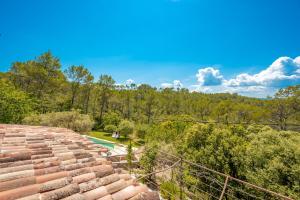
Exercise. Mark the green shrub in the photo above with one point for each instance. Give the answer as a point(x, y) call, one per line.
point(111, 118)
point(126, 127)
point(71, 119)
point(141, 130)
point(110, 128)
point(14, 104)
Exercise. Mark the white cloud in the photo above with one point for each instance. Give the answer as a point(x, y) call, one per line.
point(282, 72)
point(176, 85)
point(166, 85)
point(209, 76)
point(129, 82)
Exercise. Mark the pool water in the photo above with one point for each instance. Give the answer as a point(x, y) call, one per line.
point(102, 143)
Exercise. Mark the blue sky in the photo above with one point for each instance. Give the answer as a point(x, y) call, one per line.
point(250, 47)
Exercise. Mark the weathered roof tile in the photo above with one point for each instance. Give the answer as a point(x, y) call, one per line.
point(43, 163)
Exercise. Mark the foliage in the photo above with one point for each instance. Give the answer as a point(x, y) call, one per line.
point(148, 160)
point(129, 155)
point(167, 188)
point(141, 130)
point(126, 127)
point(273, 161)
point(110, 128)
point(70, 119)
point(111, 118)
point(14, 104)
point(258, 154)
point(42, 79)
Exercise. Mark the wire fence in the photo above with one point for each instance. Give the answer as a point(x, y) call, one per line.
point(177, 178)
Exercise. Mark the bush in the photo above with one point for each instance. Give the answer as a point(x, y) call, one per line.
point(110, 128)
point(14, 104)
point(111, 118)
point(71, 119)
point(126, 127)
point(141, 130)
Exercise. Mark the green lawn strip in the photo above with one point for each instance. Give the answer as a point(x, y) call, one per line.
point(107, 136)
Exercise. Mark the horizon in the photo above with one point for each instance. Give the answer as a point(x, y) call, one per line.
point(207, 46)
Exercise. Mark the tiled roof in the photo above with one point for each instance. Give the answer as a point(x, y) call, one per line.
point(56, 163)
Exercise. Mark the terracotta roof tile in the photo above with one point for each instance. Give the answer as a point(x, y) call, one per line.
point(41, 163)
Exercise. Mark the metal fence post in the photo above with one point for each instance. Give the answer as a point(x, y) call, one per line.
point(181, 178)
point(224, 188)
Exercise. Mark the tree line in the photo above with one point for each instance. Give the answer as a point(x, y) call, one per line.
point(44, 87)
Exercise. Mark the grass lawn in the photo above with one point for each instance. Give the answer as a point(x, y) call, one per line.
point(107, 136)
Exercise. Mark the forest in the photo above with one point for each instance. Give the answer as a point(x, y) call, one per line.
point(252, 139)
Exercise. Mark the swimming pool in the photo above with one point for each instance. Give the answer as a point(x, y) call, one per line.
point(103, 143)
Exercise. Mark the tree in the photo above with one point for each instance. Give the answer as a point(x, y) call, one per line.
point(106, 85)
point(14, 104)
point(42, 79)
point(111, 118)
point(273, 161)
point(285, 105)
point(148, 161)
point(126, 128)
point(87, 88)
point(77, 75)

------------------------------------

Problem details » Starting at the line that contains "Exercise. Mark the grass" and ending with the final line of the data above, arrange those lines as a numbered list, leaving out any blank lines.

The result »
1. Exercise. Mark the grass lawn in the photo above with one point for each instance. Give the answer as a point(x, y) call, one per line.
2. point(107, 136)
3. Exercise. Mark the forest in the photo above with one point for each instance. Give the answer as a point(x, y) call, one per line.
4. point(252, 139)
5. Exercise. Mark the swimming pool in the photo above with one point for each instance. Give the answer as a point(x, y) call, one per line.
6. point(103, 143)
7. Exercise. Mark the tree in the photo above with one point for each instance. Give the answer as a point(x, y) call, one per line.
8. point(106, 85)
9. point(14, 104)
10. point(42, 79)
11. point(111, 118)
12. point(273, 161)
13. point(285, 105)
14. point(148, 161)
15. point(126, 128)
16. point(87, 88)
17. point(77, 75)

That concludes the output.